Gekozen fragment:
Systellonotus triguttatus

soort uit het geslacht Systellonotus

Systellonotus triguttatus is een wants uit de familie van de blindwantsen (Miridae). De soort werd het eerst wetenschappelijk beschreven door Carl Linnaeus in 1767.

Systellonotus triguttatus
Systellonotus triguttatus
Taxonomische indeling
Rijk:Animalia (Dieren)
Stam:Arthropoda (Geleedpotigen)
Klasse:Insecta (Insecten)
Orde:Hemiptera (Halfvleugeligen)
Onderorde:Heteroptera (Wantsen)
Familie:Miridae (Blindwantsen)
Geslacht:Systellonotus
Fieber, 1858
Soort
Systellonotus triguttatus
(Linnaeus, 1767)
Afbeeldingen op Wikimedia Commons Wikimedia Commons
Portaal  Portaalicoon   Biologie
Insecten

Uiterlijk bewerken

Het langwerpig gevormde mannetje is langvleugelig (macropteer) en kan ongeveer 4,5 mm lang worden. De vrouwtjes zijn kortvleugelig (brachypteer), ongeveer 3,5 mm lang en lijken heel veel op mieren, vooral op de wegmier (Lasius niger). De nimfen lijken ook heel sterk op mieren. Zowel het vrouwtje als het mannetje van de zwartbruine wants heeft zes witte vlekken die meestal zwart omzoomd zijn. De kop, het scutellum en het halsschild zijn zwart of heel donkerbruin. Van de zes vlekken zitten er twee voor het midden van de vleugels, totaan het gebied rondom het scutellum, twee kleintjes op het gebiedje rond het scutellum en twee boven het donkere uiteinde van het hoornachtige gedeelte van de voorvleugels (cuneus). De pootjes zijn geelbruin of donkerbruin, de antennes zijn grotendeels zwart. Het eerste segment en het begin van het tweede is lichter bruin, bij het vrouwtje is het begin van het derde segment ook licht.

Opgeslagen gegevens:
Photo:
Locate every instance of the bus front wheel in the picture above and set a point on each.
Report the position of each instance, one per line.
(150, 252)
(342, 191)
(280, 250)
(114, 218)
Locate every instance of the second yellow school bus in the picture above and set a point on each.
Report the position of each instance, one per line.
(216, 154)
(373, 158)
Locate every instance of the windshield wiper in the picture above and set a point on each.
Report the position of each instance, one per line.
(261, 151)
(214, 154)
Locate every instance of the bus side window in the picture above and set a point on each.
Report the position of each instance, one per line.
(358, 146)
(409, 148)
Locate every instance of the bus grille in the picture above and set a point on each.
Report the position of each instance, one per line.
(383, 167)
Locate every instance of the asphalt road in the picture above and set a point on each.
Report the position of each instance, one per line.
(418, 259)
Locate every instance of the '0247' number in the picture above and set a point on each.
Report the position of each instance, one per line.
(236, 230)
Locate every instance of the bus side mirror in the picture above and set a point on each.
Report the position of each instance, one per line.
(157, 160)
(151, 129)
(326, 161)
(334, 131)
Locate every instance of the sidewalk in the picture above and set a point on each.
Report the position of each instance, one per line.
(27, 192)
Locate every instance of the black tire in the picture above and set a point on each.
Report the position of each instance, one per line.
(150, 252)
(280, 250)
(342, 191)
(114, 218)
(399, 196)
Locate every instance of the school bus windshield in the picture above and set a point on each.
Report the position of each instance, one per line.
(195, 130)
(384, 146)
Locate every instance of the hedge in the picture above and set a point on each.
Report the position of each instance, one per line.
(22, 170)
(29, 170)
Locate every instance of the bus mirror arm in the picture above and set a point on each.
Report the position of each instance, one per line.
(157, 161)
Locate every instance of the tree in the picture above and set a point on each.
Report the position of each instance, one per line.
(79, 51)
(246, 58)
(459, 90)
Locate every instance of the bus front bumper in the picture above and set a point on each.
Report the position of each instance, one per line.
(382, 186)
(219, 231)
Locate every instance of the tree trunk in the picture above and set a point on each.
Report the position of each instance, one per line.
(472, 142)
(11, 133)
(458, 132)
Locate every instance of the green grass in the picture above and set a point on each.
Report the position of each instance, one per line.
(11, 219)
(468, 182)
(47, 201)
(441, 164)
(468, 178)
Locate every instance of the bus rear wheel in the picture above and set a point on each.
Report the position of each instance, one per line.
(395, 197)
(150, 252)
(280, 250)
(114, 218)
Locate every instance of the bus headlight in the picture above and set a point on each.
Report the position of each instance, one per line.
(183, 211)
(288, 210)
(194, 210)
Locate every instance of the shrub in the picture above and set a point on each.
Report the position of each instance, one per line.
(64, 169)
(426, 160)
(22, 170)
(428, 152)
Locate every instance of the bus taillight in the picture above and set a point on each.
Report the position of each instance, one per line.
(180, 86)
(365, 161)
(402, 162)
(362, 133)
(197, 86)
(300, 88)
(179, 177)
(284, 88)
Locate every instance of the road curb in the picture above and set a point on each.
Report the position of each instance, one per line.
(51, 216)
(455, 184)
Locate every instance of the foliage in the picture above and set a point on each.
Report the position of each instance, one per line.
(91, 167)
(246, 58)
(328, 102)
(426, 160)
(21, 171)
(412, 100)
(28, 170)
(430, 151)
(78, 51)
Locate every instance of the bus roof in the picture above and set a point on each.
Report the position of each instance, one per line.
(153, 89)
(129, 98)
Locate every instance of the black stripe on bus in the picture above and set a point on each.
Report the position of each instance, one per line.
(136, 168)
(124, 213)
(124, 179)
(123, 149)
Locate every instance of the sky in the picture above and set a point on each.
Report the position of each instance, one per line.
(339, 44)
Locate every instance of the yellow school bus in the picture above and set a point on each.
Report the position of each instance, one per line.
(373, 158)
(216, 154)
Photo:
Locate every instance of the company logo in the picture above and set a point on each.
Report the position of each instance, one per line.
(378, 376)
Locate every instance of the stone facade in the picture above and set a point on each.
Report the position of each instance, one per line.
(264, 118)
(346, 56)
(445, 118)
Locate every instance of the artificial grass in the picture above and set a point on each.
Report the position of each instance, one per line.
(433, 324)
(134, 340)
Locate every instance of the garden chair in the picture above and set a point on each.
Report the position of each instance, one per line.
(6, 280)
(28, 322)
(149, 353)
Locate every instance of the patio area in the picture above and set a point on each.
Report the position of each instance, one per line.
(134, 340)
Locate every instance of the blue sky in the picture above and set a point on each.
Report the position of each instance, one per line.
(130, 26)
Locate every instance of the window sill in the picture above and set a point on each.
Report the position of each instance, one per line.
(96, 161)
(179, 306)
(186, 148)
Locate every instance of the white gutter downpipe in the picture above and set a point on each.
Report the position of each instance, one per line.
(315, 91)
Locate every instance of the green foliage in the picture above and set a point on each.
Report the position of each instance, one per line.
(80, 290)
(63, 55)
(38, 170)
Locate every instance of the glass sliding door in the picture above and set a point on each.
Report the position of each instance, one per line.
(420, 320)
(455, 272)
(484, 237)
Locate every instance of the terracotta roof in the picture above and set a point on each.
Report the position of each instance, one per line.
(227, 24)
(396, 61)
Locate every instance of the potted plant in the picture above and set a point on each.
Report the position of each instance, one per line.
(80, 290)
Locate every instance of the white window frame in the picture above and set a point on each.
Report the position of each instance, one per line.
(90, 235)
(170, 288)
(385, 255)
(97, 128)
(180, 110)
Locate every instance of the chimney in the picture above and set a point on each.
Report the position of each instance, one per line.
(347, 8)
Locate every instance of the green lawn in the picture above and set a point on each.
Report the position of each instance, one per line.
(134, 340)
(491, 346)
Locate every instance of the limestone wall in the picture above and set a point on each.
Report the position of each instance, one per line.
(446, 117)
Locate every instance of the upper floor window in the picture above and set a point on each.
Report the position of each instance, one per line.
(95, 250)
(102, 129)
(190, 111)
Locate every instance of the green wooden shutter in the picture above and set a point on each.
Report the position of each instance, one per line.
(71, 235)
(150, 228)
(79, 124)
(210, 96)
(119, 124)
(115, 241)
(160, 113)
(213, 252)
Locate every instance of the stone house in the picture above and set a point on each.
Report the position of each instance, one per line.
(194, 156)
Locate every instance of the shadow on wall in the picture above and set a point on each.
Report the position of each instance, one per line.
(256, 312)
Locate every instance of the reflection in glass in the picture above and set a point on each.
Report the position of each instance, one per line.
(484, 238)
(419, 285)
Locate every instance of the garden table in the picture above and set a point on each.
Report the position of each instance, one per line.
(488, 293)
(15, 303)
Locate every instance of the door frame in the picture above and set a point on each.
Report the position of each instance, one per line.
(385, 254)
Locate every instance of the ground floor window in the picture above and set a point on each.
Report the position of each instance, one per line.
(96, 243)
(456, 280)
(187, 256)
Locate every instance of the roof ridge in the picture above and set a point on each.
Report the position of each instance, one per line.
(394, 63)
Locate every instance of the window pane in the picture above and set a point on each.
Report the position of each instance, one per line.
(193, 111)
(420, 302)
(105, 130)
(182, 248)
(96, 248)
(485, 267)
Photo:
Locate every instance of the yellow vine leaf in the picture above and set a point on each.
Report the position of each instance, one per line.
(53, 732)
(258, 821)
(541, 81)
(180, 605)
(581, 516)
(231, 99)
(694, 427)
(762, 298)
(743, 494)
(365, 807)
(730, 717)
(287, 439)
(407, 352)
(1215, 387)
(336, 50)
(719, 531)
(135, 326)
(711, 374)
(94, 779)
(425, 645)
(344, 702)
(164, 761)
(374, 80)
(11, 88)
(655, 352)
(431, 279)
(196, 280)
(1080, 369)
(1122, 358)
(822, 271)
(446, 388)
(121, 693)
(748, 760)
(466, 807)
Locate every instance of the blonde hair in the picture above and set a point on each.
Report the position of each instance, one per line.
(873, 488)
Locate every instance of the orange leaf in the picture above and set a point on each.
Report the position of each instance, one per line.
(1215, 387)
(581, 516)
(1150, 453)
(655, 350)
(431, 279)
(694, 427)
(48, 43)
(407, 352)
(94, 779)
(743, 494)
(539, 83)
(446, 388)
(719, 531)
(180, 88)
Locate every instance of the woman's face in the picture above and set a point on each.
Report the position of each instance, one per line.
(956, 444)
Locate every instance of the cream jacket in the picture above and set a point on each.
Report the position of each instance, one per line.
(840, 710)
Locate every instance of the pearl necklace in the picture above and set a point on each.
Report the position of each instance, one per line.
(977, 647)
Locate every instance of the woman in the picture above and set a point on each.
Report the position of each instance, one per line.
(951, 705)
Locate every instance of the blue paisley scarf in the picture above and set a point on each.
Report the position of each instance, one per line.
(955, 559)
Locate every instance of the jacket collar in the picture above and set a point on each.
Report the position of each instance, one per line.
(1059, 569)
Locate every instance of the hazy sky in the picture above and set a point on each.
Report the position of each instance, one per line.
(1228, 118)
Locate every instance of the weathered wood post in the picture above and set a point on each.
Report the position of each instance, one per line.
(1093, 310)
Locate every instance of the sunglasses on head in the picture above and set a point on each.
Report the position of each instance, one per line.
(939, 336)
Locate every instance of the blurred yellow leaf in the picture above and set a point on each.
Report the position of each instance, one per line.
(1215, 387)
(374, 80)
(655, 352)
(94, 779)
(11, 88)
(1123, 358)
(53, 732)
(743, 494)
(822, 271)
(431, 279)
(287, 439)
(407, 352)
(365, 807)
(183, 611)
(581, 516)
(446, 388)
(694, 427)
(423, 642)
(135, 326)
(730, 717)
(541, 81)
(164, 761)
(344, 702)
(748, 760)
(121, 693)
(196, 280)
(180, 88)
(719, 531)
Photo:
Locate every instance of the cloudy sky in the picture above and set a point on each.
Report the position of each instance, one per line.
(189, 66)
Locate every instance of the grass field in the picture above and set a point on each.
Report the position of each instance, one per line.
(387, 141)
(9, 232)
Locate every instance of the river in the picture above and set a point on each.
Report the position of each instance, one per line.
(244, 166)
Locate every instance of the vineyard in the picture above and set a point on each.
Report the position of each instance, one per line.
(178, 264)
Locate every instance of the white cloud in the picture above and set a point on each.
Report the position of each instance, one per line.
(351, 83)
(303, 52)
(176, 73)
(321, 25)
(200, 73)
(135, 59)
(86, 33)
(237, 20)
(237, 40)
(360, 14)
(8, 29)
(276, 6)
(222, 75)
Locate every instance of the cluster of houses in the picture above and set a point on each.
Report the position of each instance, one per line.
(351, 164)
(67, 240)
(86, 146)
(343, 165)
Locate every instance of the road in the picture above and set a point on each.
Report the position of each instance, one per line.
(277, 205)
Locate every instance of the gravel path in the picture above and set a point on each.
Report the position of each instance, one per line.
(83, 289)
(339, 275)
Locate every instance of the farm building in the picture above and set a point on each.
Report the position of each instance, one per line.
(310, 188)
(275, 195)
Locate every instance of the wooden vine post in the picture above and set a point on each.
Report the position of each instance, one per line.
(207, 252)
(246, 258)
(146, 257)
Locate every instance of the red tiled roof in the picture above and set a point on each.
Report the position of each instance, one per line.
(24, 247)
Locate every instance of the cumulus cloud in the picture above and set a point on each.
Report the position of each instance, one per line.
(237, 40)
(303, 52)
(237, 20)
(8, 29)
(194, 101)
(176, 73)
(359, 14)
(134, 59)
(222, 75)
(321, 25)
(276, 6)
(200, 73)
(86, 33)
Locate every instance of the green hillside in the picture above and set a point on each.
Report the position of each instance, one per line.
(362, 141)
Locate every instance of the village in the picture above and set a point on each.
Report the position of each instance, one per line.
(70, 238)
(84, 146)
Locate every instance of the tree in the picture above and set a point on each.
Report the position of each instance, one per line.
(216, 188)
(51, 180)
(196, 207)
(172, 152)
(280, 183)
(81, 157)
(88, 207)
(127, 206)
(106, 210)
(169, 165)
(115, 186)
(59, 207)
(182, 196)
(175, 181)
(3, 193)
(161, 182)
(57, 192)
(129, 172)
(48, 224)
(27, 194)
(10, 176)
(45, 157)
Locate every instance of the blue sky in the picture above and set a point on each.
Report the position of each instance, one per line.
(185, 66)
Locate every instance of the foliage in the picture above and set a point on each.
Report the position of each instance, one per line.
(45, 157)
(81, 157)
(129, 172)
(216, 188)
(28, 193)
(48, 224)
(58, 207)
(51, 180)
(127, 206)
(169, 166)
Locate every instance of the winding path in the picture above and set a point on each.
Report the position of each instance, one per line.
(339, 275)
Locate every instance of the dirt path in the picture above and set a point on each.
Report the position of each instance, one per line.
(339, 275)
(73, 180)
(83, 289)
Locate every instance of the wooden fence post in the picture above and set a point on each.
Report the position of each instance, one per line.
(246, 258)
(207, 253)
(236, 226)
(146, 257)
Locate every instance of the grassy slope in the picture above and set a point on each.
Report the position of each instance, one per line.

Opdracht 1:
Neem een stuk uit de tekst over Systellonotus triguttatus woord voor woord over. Begin bij de woorden "Orde:Hemiptera (Halfvleugeligen)" en stop na "(Linnaeus, 1767)".
Opdracht 2:
Schrijf het vervolg van de tekst over Systellonotus triguttatus, te beginnen na de laatste zin die er staat.
De items staan los van de tekst over Systellonotus triguttatus.

Antwoordvak 1:
Orde:Hemiptera (Halfvleugeligen)
Onderorde:Heteroptera (Wantsen)
Familie:Miridae (Blindwantsen)
Geslacht:Systellonotus
Fieber, 1858
Soort
Systellonotus triguttatus
(Linnaeus, 1767)

Antwoordvak 2:
Leefwijze bewerken

De soort kent één enkele generatie per jaar en doorstaat de winter als eitje. De wantsen worden in mei volwassen en kunnen dan tot in september aangetroffen worden op tormentil (Potentilla erecta), struikhei (Calluna vulgaris), kruipwilg (Salix repens) en schapengras (Festuca ovina), waar ze zuigen aan zaden, knoppen en jonge plantdelen. Ze eten ook honingdauw, bladluizen, mierenpoppen, dode mieren en van gallen aan de kruipwilg bladeren. Ze leven ook op de bodem tussen de mieren , voornamelijk de soorten Formica fusca en Lasius niger.

Leefgebied bewerken

In Nederland is de soort zeldzaam. De wantsen komen verder voor in het Palearctisch gebied, van Europa tot in Siberië.